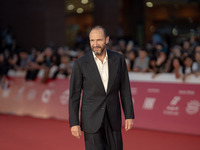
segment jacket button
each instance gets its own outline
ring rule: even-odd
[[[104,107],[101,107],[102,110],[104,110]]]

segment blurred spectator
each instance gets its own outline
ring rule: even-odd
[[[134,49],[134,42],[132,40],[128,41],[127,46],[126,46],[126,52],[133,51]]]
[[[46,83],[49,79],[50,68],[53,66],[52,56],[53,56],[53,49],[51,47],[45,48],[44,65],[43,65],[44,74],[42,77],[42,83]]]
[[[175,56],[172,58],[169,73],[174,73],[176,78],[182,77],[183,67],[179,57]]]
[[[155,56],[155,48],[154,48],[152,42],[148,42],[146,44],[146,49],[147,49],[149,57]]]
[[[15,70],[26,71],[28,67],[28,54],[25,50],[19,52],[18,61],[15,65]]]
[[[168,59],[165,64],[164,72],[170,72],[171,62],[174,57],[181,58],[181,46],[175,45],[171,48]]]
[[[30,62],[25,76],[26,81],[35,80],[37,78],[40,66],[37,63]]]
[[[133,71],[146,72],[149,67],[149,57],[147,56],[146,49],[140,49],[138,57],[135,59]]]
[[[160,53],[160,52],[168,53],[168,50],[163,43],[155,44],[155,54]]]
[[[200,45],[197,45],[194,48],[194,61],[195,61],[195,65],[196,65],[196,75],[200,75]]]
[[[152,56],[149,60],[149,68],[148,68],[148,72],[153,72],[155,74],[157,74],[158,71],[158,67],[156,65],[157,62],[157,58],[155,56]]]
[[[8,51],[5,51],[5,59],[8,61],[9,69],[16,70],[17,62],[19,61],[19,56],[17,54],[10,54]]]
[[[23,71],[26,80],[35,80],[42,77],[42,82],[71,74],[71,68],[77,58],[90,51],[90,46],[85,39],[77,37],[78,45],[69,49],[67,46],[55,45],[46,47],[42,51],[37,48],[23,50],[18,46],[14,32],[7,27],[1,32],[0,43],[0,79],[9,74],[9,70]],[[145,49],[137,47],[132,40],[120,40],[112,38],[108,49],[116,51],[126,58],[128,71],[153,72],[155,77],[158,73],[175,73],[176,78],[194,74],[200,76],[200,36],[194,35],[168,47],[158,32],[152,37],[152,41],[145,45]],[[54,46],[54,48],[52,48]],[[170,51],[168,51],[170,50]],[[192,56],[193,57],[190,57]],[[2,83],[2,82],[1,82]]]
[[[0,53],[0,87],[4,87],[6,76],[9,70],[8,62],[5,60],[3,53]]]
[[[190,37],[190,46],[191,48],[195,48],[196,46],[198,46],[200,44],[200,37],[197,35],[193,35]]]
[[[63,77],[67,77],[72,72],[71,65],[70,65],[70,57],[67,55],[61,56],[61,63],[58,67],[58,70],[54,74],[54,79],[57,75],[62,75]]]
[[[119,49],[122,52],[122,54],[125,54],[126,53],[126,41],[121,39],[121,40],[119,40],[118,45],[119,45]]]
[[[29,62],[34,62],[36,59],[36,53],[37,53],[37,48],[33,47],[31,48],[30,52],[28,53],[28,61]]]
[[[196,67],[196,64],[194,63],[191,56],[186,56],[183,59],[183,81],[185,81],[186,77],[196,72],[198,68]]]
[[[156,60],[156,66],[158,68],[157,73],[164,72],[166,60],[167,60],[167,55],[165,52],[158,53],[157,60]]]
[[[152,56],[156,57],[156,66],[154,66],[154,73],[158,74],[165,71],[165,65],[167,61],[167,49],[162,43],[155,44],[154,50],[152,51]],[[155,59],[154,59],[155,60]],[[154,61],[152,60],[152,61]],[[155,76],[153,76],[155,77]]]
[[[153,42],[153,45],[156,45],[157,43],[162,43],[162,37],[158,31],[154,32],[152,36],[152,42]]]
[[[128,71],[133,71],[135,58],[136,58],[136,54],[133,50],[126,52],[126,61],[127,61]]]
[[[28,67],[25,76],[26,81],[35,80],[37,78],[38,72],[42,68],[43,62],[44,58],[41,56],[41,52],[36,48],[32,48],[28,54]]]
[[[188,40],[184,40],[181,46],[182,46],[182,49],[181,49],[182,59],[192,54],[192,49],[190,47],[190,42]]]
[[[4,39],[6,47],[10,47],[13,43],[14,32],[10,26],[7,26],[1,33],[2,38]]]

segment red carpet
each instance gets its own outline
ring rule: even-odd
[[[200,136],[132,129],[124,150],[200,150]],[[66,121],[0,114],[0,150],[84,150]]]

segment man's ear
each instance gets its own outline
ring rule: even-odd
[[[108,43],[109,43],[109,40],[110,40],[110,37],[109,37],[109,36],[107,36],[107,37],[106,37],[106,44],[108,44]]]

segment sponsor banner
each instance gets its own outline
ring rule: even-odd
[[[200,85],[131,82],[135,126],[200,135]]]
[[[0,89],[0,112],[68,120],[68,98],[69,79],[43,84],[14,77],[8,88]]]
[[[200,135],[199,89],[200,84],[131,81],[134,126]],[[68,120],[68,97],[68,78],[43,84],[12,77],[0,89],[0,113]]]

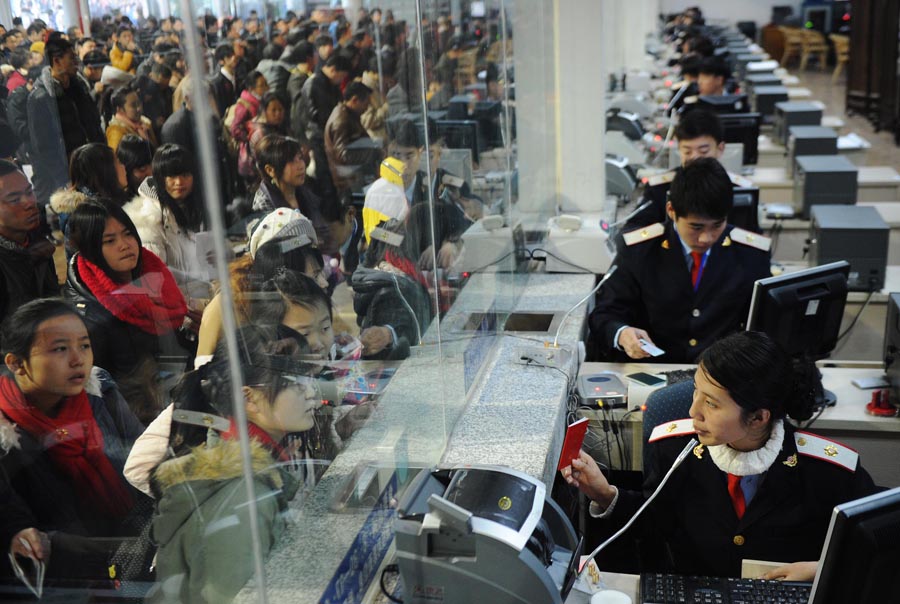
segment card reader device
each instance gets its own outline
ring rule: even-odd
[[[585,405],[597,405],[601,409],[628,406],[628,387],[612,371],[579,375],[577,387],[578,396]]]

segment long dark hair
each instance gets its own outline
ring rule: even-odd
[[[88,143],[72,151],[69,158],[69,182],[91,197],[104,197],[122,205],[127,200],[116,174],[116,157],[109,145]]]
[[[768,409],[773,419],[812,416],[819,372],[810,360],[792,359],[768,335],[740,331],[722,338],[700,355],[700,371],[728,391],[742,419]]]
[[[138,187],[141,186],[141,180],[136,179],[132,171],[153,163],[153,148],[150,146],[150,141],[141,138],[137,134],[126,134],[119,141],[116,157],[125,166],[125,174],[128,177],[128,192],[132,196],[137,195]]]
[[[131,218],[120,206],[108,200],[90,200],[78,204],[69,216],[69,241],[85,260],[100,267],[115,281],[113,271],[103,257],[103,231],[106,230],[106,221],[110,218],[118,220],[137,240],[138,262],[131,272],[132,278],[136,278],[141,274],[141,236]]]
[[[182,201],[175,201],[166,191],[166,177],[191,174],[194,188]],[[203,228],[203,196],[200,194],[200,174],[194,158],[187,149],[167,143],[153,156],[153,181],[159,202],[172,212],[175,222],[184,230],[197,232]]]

++++++++++

> What is expected:
With images left out, the data must be transcribed exactly.

> Response to this exercise:
segment jacket button
each instance gets its own outline
ring rule: even-odd
[[[104,107],[101,107],[102,110],[104,110]]]

segment blurred spectator
each instance gets its own outline
ring rule: even-odd
[[[134,49],[134,42],[132,40],[128,41],[127,46],[126,46],[126,52],[133,51]]]
[[[46,83],[49,79],[50,68],[53,66],[52,56],[53,56],[53,49],[51,47],[45,48],[44,65],[43,65],[44,74],[42,77],[42,83]]]
[[[175,56],[172,58],[169,73],[174,73],[176,78],[182,77],[183,67],[179,57]]]
[[[155,56],[155,48],[154,48],[152,42],[148,42],[146,44],[146,49],[147,49],[149,57]]]
[[[15,70],[26,71],[28,67],[28,54],[25,50],[19,52],[18,61],[15,65]]]
[[[168,59],[165,64],[164,72],[170,72],[171,62],[174,57],[181,58],[181,46],[175,45],[171,48]]]
[[[30,62],[25,76],[26,81],[35,80],[37,78],[40,66],[37,63]]]
[[[133,71],[146,72],[149,67],[149,57],[147,56],[146,49],[140,49],[138,57],[135,59]]]
[[[160,53],[160,52],[168,53],[168,50],[163,43],[155,44],[155,54]]]
[[[200,45],[197,45],[194,48],[194,61],[195,61],[195,65],[196,65],[196,75],[200,75]]]
[[[152,56],[149,60],[149,68],[148,68],[148,72],[153,72],[155,74],[157,74],[158,71],[158,67],[156,65],[157,62],[157,58],[155,56]]]
[[[8,51],[5,51],[5,59],[8,61],[9,69],[16,70],[17,62],[19,61],[19,56],[17,54],[10,54]]]
[[[23,71],[26,80],[35,80],[42,77],[42,82],[71,74],[71,68],[77,58],[90,51],[90,46],[85,39],[77,37],[78,45],[69,49],[67,46],[55,45],[46,47],[42,51],[37,48],[23,50],[18,46],[14,32],[7,27],[1,32],[0,43],[0,79],[9,74],[9,70]],[[145,49],[137,47],[132,40],[120,40],[112,38],[108,49],[116,51],[126,58],[128,71],[153,72],[155,77],[158,73],[175,73],[176,78],[194,74],[200,76],[200,36],[194,35],[168,47],[158,32],[152,37],[152,41],[145,45]],[[54,46],[54,48],[52,48]],[[170,51],[168,51],[170,50]],[[192,56],[193,57],[190,57]],[[2,83],[2,82],[1,82]]]
[[[0,53],[0,87],[4,87],[6,76],[9,70],[8,62],[5,60],[3,53]]]
[[[190,37],[190,46],[191,48],[195,48],[196,46],[198,46],[200,44],[200,37],[197,35],[193,35]]]
[[[63,77],[67,77],[72,72],[71,65],[70,65],[70,57],[67,55],[61,56],[61,63],[58,67],[58,70],[54,74],[54,79],[57,75],[62,75]]]
[[[119,49],[122,52],[122,54],[125,54],[126,53],[126,41],[121,39],[121,40],[119,40],[118,45],[119,45]]]
[[[29,62],[34,62],[36,59],[36,53],[37,53],[37,48],[33,47],[31,48],[30,52],[28,53],[28,61]]]
[[[196,67],[196,64],[194,63],[191,56],[186,56],[183,59],[183,81],[185,81],[186,77],[196,72],[198,68]]]
[[[156,60],[156,66],[158,68],[157,73],[164,72],[166,60],[167,60],[167,55],[165,52],[158,53],[157,60]]]
[[[152,56],[156,57],[156,66],[154,66],[154,73],[158,74],[165,71],[165,65],[167,61],[167,49],[162,43],[155,44],[154,50],[152,51]],[[155,59],[154,59],[155,60]],[[154,61],[152,60],[152,61]],[[155,76],[153,76],[155,77]]]
[[[153,42],[153,45],[156,45],[157,43],[162,43],[162,37],[158,31],[154,32],[152,36],[152,42]]]
[[[128,71],[133,71],[135,58],[136,58],[136,54],[133,50],[126,52],[126,61],[127,61]]]
[[[28,67],[25,76],[26,81],[35,80],[37,78],[38,72],[42,68],[43,62],[44,58],[41,56],[41,52],[36,48],[32,48],[28,54]]]
[[[188,40],[184,40],[181,46],[182,46],[182,49],[181,49],[182,59],[192,54],[192,49],[190,47],[190,42]]]
[[[4,39],[6,47],[10,47],[13,43],[14,32],[10,26],[7,26],[1,33],[2,38]]]

segment red carpet
each instance gets its own outline
ring rule: even-odd
[[[200,136],[132,129],[124,150],[200,150]],[[66,121],[0,114],[0,150],[84,150]]]

segment man's ear
each instance gets its own outline
ring rule: even-odd
[[[108,43],[109,43],[109,40],[110,40],[110,37],[109,37],[109,36],[107,36],[107,37],[106,37],[106,44],[108,44]]]

segment sponsor banner
each instance gets its own outline
ring rule: even-odd
[[[200,85],[131,82],[135,126],[200,135]]]
[[[0,89],[0,112],[68,120],[68,98],[69,79],[43,84],[14,77],[8,88]]]
[[[200,135],[199,89],[200,84],[131,81],[134,126]],[[68,120],[68,97],[68,78],[43,84],[12,77],[0,89],[0,113]]]

segment card reader device
each instance gets its own outline
ring rule: even-odd
[[[585,405],[597,405],[601,409],[628,406],[628,387],[612,371],[579,375],[577,387],[578,396]]]

segment long dark hair
each instance gets its own outline
ring rule: even-odd
[[[88,143],[72,151],[69,158],[69,182],[91,197],[104,197],[122,205],[127,200],[116,174],[116,157],[109,145]]]
[[[768,409],[773,419],[812,416],[819,372],[810,360],[792,359],[768,335],[740,331],[722,338],[700,355],[700,371],[728,391],[742,419]]]
[[[138,187],[141,186],[141,180],[136,179],[132,171],[153,163],[153,148],[150,146],[150,141],[141,138],[137,134],[126,134],[119,141],[116,157],[125,166],[125,174],[128,177],[128,192],[132,196],[137,195]]]
[[[131,218],[120,206],[108,200],[90,200],[78,204],[69,216],[69,241],[85,260],[100,267],[115,281],[113,271],[103,257],[103,231],[106,230],[106,221],[110,218],[118,220],[137,240],[138,262],[131,272],[132,278],[136,278],[141,274],[141,236]]]
[[[182,201],[175,201],[166,191],[166,177],[191,174],[194,188]],[[203,228],[203,196],[200,194],[200,174],[194,158],[187,149],[167,143],[153,156],[153,181],[159,202],[172,212],[175,222],[184,230],[197,232]]]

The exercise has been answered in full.